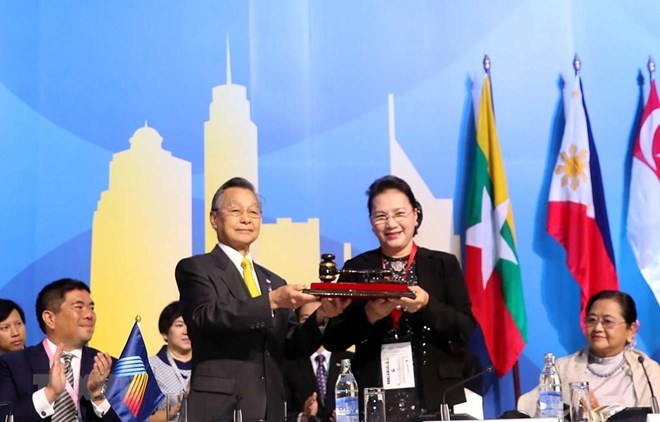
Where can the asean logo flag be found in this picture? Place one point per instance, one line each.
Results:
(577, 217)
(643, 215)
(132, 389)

- - -

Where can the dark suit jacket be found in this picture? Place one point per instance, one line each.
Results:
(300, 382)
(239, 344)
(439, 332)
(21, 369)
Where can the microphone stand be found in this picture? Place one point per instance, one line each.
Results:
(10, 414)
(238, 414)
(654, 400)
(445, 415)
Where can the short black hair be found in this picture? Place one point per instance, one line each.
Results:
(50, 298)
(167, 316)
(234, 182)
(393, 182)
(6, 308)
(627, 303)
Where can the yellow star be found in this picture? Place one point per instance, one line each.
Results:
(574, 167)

- - -

从上面的记录中筛选出所有含有“found”一词的行，逐行原样抄出，注意区分大小写。

[任务答案]:
Where can the asean logo flag be found in this picture? Place one point per instance, one line each.
Where can the dark suit jacket be found in this picture? Place one point per instance, one line each.
Where can the microphone stand be found in this picture? Place one point per instance, one line each.
Where can the short black hair be found in this picture? Place one point per instance, one line each.
Where can the yellow star be found in this picture? Place one point per instance, one line each.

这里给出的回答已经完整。